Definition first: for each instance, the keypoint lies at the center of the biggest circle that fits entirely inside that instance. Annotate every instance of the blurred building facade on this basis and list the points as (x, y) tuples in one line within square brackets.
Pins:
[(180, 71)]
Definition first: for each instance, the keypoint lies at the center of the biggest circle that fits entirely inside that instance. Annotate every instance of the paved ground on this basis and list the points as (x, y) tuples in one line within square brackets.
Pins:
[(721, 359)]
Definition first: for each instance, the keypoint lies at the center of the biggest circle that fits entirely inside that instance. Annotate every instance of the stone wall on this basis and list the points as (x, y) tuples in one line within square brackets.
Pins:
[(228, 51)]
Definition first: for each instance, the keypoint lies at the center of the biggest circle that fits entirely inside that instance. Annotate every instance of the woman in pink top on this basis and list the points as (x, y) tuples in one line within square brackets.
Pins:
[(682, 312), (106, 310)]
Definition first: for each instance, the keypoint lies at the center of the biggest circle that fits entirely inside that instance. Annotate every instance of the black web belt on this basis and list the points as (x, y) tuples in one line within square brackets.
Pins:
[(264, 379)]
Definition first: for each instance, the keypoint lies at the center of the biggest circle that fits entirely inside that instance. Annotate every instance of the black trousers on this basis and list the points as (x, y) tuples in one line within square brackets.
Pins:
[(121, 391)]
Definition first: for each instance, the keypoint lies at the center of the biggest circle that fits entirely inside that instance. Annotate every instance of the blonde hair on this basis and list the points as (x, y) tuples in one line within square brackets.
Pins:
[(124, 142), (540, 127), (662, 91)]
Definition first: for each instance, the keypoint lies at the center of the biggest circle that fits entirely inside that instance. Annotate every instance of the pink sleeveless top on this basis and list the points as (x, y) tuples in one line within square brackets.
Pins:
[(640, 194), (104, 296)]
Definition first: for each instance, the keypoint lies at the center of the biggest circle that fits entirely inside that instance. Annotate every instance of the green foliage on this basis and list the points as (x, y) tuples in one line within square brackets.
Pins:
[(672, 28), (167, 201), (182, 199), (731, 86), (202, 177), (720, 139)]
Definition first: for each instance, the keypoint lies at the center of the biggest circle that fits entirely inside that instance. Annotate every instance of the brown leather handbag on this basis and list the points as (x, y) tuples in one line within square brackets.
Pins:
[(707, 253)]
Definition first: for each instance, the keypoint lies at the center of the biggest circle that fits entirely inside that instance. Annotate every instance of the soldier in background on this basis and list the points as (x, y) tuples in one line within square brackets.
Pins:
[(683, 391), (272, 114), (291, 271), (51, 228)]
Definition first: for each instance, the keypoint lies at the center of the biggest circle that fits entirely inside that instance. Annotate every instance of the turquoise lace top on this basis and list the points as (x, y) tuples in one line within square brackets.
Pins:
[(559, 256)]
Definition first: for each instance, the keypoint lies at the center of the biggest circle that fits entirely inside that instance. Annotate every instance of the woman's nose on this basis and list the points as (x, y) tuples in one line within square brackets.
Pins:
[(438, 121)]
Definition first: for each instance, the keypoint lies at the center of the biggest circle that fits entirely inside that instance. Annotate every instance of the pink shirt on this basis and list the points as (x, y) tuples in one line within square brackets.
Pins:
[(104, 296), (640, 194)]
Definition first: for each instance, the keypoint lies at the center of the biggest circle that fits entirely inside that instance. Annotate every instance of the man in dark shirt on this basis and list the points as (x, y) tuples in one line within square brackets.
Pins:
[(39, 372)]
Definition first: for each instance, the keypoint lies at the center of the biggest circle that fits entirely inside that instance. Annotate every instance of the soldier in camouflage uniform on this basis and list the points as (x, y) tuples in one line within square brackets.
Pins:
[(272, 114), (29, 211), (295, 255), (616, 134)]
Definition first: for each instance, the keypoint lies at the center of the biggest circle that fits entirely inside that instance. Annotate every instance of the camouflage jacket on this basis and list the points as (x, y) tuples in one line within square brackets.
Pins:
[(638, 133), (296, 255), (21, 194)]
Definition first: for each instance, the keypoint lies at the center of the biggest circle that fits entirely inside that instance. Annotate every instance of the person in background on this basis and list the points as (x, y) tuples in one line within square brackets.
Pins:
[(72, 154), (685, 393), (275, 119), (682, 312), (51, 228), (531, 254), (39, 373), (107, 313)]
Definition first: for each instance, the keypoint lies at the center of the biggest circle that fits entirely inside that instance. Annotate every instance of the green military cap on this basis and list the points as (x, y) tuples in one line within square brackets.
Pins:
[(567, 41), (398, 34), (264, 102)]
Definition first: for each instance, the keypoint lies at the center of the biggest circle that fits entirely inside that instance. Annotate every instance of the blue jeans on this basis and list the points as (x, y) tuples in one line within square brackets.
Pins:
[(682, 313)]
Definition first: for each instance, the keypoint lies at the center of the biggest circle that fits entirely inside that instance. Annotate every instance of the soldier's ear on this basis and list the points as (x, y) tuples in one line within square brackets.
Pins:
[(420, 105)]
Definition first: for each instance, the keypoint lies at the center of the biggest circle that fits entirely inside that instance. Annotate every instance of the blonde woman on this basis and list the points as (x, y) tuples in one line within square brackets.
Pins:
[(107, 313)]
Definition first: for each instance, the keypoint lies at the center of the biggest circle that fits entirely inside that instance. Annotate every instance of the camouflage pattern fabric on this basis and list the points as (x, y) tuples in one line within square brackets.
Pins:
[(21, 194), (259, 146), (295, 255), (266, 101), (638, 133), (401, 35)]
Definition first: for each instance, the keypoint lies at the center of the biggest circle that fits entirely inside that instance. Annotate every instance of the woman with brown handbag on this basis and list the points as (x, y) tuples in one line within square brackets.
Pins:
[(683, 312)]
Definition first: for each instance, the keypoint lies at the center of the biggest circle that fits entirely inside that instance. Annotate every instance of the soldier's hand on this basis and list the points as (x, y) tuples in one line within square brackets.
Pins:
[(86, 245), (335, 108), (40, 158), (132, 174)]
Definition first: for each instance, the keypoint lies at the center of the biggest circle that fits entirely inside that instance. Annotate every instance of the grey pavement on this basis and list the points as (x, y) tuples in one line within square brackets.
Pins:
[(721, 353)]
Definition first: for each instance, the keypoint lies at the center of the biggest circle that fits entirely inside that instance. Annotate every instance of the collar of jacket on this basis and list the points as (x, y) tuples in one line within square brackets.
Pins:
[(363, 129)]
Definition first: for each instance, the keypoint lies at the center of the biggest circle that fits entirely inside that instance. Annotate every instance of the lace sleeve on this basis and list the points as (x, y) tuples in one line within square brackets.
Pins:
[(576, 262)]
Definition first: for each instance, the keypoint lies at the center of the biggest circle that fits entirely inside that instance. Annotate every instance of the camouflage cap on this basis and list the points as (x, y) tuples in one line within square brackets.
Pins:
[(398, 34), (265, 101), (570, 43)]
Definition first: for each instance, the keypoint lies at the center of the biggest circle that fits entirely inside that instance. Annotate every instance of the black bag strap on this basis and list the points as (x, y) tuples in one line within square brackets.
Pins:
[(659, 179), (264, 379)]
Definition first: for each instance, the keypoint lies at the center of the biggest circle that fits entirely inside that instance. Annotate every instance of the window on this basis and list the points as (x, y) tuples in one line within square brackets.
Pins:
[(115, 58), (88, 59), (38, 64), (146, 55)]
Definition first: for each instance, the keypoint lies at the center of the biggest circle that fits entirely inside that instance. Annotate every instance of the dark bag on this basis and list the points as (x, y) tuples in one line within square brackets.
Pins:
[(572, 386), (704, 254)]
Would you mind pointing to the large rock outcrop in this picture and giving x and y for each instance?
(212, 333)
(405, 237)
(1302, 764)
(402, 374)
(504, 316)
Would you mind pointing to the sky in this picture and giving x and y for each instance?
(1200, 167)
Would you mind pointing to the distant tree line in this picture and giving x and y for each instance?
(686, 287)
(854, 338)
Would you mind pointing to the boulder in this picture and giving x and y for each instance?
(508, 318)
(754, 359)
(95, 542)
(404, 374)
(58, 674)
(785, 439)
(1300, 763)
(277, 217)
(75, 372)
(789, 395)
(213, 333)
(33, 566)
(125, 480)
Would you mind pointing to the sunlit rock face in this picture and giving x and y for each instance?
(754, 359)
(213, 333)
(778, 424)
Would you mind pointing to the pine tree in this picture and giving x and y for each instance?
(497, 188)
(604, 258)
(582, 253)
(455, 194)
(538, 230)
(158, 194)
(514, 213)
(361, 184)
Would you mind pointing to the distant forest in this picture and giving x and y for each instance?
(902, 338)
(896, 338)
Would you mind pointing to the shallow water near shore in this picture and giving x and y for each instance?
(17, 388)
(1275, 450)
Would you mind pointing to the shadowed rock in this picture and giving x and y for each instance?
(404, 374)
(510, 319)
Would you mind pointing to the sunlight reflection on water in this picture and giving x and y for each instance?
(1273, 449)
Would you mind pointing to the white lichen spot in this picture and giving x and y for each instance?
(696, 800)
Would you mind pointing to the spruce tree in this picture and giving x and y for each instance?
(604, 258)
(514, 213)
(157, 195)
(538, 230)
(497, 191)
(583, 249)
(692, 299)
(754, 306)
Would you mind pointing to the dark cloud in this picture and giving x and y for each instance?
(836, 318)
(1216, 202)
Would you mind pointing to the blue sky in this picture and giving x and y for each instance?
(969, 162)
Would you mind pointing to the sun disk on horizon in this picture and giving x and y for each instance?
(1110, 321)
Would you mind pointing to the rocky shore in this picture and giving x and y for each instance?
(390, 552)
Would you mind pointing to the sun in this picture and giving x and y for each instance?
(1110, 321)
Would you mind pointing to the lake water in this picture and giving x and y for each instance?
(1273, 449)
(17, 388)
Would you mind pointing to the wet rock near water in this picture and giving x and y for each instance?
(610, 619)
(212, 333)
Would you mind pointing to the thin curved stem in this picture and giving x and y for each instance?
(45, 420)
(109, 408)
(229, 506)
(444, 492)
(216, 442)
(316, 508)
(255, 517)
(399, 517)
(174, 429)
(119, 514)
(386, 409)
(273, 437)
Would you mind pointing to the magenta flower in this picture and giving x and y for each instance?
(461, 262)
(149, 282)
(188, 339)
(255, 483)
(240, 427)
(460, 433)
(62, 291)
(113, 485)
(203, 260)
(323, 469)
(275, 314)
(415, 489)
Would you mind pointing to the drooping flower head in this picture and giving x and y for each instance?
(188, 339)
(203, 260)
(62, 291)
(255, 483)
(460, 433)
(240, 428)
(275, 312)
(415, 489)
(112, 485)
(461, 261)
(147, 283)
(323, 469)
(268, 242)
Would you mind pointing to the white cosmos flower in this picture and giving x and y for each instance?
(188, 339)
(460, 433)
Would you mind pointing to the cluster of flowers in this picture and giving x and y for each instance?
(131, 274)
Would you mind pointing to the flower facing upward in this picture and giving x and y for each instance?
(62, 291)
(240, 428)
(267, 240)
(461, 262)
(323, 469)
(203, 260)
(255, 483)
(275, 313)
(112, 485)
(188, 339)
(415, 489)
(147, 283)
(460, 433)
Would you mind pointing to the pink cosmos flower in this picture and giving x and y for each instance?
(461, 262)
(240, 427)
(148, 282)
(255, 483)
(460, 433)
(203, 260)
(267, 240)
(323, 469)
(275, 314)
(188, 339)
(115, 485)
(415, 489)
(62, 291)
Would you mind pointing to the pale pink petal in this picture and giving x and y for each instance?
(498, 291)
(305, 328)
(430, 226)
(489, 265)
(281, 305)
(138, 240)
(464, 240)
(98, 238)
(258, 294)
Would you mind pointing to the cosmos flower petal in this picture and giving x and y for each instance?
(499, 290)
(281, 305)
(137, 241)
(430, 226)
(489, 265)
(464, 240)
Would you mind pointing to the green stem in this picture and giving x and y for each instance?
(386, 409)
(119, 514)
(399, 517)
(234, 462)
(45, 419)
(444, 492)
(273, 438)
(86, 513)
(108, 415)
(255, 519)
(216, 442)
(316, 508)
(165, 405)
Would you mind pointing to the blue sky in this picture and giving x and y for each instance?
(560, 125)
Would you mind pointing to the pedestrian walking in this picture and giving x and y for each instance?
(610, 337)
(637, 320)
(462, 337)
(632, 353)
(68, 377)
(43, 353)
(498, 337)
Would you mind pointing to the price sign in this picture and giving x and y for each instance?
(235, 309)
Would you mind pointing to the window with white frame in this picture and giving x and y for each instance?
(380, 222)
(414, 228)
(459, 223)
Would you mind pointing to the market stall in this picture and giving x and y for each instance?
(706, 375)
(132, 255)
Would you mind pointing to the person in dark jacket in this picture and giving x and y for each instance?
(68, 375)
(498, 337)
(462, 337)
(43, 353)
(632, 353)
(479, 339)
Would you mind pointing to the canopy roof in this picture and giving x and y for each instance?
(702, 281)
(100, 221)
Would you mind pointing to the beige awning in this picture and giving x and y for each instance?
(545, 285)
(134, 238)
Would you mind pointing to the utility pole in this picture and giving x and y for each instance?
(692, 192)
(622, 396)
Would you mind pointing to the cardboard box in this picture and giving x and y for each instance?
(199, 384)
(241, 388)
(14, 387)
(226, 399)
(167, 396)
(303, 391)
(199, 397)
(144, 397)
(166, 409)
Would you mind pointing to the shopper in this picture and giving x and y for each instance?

» GIVEN EXERCISE: Reproduce word for word the lines of the listing above, from the line with "the pink shirt" to the line with "[(39, 372)]", both of those lines included.

» EXERCISE ANSWER:
Definition first: for each instance, the keypoint lies at the center of the biggest circle that fits entirely inside that instance. Annotate every instance of the pink shirt on this basis and list the points as (x, y) tuples in one line within square brackets.
Pins:
[(104, 296), (640, 194)]
Definition first: for each instance, the keypoint lies at the center of the biggest circle that fits entirely inside that instance. Annotate every instance of the man in dark shirt on this basis and list the points as (x, y) tuples in one line within square brackets.
Pins:
[(39, 372)]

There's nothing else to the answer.